How would the background radiation text below go on? Write its continuation, starting right after its final sentence.

* Exercise text *
|---|
4.3 Background radiation Flashcards
Background radiation
The radiation that exists around us all the time.
It is important to remember that radiation is a natural phenomenon.
Radioactive elements have always existed on Earth and in outer space.
However, human activity has added to the amount of radiation that humans are exposed to on Earth.
Types of background radiation
There are two types of background radiation:
Natural sources (Rocks, Cosmic rays from space, Foods)
Man-made sources (Fallout from nuclear weapons testing and nuclear accidents, Exposure from medical testing)
Measuring radiation dosage
It is important to regulate the exposure of humans to radiation.
The amount of radiation received by a person is called the dose and is measured in sieverts (Sv).
One sievert is a very big dose of radiation.
It would cause acute radiation poisoning.
People would normally receive about 3 mSv (0.003 Sv) in one year.
|---|
* Data listing *

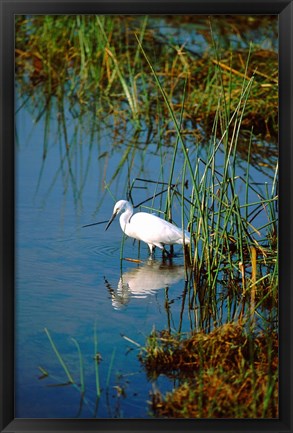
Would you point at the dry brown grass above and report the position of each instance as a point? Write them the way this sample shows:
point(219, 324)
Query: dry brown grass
point(225, 374)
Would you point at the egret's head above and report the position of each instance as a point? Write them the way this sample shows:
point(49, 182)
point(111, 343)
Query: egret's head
point(119, 207)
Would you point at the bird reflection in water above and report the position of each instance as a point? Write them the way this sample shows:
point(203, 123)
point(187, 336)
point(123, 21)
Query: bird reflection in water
point(144, 280)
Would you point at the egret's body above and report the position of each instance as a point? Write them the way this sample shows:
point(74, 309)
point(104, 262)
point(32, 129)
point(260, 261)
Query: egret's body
point(148, 228)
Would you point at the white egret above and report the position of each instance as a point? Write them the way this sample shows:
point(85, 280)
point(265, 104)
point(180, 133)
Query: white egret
point(148, 228)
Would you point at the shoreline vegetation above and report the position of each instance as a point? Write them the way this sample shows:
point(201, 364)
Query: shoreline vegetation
point(224, 96)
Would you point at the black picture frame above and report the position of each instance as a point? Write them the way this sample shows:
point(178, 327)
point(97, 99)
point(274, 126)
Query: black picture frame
point(284, 9)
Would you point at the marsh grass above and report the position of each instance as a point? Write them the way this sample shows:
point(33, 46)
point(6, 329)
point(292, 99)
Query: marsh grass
point(228, 373)
point(224, 100)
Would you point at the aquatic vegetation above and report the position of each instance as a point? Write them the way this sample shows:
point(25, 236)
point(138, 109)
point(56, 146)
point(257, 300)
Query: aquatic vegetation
point(227, 373)
point(211, 116)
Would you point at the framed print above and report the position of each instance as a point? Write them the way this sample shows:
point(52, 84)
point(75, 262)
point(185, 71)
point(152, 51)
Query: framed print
point(146, 205)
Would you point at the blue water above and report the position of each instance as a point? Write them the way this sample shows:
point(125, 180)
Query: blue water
point(69, 280)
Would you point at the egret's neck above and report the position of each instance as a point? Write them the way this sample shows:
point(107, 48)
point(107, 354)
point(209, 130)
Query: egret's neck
point(125, 218)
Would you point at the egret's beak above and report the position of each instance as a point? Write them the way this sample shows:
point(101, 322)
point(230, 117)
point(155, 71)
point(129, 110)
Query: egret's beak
point(111, 220)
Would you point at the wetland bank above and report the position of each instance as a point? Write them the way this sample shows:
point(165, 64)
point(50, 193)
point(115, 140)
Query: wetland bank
point(178, 115)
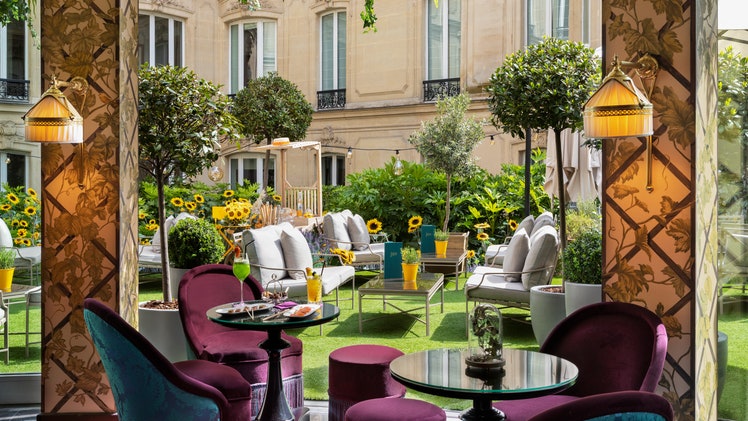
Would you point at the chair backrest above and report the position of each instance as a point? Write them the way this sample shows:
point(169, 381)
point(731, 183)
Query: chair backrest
point(203, 288)
point(616, 346)
point(616, 406)
point(145, 385)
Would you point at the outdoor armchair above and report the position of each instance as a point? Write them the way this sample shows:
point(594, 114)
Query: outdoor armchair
point(616, 347)
point(147, 386)
point(207, 286)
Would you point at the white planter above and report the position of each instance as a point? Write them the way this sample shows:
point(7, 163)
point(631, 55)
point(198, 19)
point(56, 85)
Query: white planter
point(546, 310)
point(580, 295)
point(163, 329)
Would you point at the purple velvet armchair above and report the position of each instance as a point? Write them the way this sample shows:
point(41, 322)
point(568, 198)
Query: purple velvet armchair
point(616, 346)
point(207, 286)
point(632, 405)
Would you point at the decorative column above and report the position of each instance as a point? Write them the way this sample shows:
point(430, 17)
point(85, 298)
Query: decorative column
point(660, 247)
point(89, 198)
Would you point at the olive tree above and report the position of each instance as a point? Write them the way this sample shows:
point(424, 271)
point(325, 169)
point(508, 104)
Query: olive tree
point(544, 87)
point(181, 120)
point(271, 107)
point(447, 142)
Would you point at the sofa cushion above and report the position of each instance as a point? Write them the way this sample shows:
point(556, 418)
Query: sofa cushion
point(516, 253)
point(296, 252)
point(358, 232)
point(333, 225)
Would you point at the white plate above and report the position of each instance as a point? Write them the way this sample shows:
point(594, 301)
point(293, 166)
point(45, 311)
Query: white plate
point(293, 313)
point(248, 307)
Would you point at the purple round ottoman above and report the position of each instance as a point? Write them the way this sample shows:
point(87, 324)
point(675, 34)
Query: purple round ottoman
point(389, 409)
point(358, 373)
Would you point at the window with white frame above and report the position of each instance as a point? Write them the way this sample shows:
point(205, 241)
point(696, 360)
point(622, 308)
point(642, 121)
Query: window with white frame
point(252, 48)
point(443, 29)
point(249, 168)
point(333, 169)
point(160, 40)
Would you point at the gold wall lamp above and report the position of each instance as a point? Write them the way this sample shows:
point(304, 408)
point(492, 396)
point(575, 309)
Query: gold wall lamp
point(54, 119)
point(619, 109)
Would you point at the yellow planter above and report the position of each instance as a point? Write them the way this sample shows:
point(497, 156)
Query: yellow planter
point(410, 271)
point(6, 279)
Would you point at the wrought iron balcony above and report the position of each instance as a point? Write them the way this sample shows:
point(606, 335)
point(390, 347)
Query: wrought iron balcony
point(433, 89)
point(332, 99)
point(14, 90)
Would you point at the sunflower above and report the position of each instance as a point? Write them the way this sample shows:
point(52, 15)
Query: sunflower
point(373, 225)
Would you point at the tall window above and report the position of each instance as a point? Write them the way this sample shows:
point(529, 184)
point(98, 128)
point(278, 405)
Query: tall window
point(13, 83)
point(332, 61)
point(160, 41)
point(333, 170)
point(443, 40)
point(249, 168)
point(547, 17)
point(253, 52)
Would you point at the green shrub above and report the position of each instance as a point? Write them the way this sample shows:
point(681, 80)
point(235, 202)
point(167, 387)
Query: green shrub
point(583, 258)
point(194, 242)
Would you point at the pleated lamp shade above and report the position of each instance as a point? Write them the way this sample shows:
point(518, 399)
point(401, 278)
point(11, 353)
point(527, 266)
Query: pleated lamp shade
point(53, 119)
point(617, 109)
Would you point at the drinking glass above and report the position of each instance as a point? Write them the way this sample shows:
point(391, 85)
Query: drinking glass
point(241, 271)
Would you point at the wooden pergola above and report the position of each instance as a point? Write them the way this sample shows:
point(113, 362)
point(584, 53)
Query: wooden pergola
point(310, 197)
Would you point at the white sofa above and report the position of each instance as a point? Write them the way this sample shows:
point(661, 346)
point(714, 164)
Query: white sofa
point(349, 232)
point(280, 254)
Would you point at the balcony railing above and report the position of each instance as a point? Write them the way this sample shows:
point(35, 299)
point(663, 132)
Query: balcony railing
point(14, 90)
point(433, 89)
point(332, 99)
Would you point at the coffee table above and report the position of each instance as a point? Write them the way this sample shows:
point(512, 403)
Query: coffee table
point(443, 372)
point(425, 286)
point(454, 258)
point(275, 407)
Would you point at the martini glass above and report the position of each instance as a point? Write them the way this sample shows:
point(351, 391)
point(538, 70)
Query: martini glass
point(241, 271)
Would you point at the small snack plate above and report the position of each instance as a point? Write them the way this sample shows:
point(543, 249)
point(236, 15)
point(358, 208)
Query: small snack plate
point(300, 311)
point(248, 307)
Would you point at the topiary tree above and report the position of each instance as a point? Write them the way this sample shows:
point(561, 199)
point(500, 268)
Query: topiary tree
point(271, 107)
point(447, 142)
point(544, 87)
point(181, 120)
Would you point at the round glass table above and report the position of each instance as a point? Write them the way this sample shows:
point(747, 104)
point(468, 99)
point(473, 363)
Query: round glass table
point(443, 372)
point(275, 407)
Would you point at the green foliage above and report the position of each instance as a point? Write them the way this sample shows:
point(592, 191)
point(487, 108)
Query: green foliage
point(7, 258)
point(447, 142)
point(583, 258)
point(271, 107)
point(194, 242)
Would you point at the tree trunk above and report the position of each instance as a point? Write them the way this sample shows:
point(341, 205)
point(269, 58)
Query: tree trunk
point(165, 279)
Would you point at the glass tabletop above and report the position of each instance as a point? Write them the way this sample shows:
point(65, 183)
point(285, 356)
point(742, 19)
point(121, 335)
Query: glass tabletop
point(444, 372)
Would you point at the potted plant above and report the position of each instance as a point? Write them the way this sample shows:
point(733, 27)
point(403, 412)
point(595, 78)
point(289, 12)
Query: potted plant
point(582, 261)
point(7, 267)
point(411, 258)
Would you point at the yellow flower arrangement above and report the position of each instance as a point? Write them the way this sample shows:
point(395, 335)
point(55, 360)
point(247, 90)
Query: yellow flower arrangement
point(373, 225)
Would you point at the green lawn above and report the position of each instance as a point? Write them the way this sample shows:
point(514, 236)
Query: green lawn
point(447, 330)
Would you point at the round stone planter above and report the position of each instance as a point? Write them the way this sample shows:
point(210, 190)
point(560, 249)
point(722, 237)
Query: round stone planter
point(547, 308)
point(580, 295)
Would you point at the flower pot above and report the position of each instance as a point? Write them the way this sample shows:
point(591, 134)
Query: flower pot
point(441, 247)
point(6, 279)
point(410, 272)
point(547, 308)
point(580, 295)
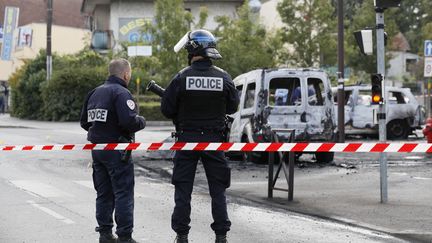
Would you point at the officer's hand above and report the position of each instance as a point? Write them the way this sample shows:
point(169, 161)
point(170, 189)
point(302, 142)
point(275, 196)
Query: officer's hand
point(143, 121)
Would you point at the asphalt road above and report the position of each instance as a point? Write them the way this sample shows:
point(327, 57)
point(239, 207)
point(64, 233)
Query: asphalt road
point(49, 197)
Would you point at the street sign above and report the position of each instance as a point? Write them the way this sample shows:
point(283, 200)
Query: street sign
point(428, 48)
point(144, 51)
point(428, 67)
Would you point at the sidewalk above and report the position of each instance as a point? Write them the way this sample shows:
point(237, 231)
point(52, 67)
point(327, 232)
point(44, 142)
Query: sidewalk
point(350, 196)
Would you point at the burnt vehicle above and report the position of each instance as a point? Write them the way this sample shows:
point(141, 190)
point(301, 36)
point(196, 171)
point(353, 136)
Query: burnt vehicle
point(404, 113)
point(299, 99)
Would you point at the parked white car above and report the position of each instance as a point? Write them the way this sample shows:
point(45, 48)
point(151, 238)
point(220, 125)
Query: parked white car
point(404, 114)
point(299, 99)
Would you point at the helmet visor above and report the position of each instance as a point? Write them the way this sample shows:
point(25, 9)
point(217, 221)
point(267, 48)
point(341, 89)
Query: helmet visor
point(182, 42)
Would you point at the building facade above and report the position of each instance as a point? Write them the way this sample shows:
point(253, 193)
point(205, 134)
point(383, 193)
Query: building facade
point(29, 37)
point(123, 18)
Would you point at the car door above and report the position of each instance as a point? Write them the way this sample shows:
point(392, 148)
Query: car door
point(363, 110)
point(287, 114)
point(235, 135)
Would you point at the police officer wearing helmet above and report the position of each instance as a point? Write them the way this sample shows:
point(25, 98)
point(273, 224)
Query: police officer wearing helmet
point(110, 115)
point(197, 99)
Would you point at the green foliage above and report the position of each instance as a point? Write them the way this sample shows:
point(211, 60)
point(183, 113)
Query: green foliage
point(25, 84)
point(151, 111)
point(64, 95)
point(412, 19)
point(26, 99)
point(309, 28)
point(243, 44)
point(61, 98)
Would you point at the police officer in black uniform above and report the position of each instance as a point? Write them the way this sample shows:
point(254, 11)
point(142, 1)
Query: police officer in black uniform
point(110, 116)
point(197, 99)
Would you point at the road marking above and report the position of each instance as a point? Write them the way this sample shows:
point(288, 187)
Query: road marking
point(51, 212)
point(39, 188)
point(422, 178)
point(249, 182)
point(88, 184)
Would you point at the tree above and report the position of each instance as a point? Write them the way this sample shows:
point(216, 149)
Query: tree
point(309, 28)
point(412, 18)
point(243, 43)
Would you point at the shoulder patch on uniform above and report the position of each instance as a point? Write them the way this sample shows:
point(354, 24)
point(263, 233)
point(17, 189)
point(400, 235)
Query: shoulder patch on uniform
point(131, 104)
point(204, 83)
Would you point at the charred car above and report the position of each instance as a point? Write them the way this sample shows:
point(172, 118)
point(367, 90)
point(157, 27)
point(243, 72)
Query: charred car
point(299, 99)
point(404, 113)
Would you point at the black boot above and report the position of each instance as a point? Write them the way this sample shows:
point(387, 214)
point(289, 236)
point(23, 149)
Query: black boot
point(181, 239)
point(107, 237)
point(221, 239)
point(126, 239)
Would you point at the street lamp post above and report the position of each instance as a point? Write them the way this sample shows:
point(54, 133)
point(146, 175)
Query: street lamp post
point(48, 48)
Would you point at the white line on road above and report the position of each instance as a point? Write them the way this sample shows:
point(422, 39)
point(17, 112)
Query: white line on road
point(51, 212)
point(422, 178)
point(39, 188)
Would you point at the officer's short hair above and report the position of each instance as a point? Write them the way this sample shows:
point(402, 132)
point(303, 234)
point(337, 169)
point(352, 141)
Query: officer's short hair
point(118, 66)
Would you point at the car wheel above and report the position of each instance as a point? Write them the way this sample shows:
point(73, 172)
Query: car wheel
point(324, 157)
point(397, 129)
point(254, 157)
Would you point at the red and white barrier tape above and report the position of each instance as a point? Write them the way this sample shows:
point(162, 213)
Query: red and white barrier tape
point(265, 147)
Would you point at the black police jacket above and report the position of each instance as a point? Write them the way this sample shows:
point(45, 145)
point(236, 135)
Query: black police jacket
point(110, 113)
point(199, 97)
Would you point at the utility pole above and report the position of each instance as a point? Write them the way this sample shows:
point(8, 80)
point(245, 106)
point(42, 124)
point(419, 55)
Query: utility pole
point(49, 27)
point(341, 74)
point(382, 106)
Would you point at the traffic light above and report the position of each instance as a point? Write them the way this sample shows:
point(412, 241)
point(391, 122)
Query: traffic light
point(387, 3)
point(376, 88)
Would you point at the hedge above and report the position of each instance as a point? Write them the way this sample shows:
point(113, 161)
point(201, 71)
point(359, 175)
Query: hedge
point(64, 95)
point(151, 111)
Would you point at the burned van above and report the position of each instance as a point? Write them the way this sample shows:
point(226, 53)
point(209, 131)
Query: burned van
point(299, 99)
point(404, 113)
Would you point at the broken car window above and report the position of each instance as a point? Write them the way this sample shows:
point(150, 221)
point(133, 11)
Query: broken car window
point(282, 91)
point(250, 96)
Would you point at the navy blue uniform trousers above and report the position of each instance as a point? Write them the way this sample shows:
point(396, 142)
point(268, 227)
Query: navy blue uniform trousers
point(114, 183)
point(218, 177)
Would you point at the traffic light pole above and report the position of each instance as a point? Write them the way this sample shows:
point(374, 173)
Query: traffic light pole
point(382, 105)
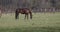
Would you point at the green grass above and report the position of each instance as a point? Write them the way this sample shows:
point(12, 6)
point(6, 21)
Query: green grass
point(48, 22)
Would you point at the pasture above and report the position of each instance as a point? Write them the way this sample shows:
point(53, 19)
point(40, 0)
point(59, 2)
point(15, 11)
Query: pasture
point(48, 22)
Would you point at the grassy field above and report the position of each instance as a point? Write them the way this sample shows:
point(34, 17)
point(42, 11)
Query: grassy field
point(48, 22)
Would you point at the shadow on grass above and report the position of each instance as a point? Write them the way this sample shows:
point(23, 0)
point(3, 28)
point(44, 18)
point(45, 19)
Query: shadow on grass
point(31, 29)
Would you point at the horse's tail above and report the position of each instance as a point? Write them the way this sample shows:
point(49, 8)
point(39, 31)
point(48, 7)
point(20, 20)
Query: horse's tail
point(30, 14)
point(16, 14)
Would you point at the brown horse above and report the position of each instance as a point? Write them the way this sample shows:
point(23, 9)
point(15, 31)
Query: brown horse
point(25, 11)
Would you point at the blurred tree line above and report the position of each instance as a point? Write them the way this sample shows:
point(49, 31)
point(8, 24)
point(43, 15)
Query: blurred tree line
point(34, 4)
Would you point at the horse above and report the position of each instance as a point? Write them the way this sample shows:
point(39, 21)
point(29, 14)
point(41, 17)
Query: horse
point(0, 13)
point(24, 11)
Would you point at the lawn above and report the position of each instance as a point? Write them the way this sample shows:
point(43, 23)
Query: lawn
point(41, 22)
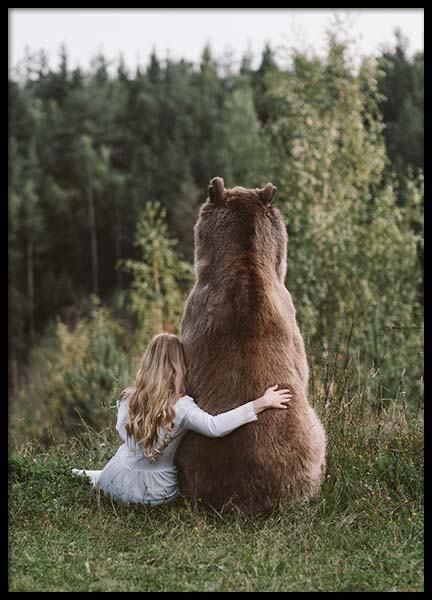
|---|
* Task answer *
To protect against over-exposure, the dose received by different activities is measured.
A dosemeter measures the amount of radiation in particular areas.
Short half life values
If an isotope has a short half-life, the nuclei will decay very quickly
This means that the isotope will emit a lot of radiation in a short amount of time.
If only a small amount of the isotope is used, having a short half-life can be advantageous, as the material will quickly lose its radioactivity.
If a large amount is used, however, the levels of radiation emitted could make handling the isotope extremely dangerous.
Long half life values
If an isotope has a long half-life then a sample of it will decay slowly.
Although it may not emit a lot of radiation, it will remain radioactive for a very long time.
Sources with long half-life values present a risk of contamination for a much longer time.
Radioactive waste with a long half-life is buried underground to prevent it from being released into the environment.
Medical tracers
A tracer is a radioactive isotope that can be used to track the movement of substances, like blood, around the body.
Gamma emitters are usually used for this purpose.
Gamma rays are highly penetrating and so will be able to pass through the body and be detected outside the body.
This allows an internal image of the body to be created.
Since gamma rays are less ionising than some other forms of radiation, the harm caused to the patient is also minimised.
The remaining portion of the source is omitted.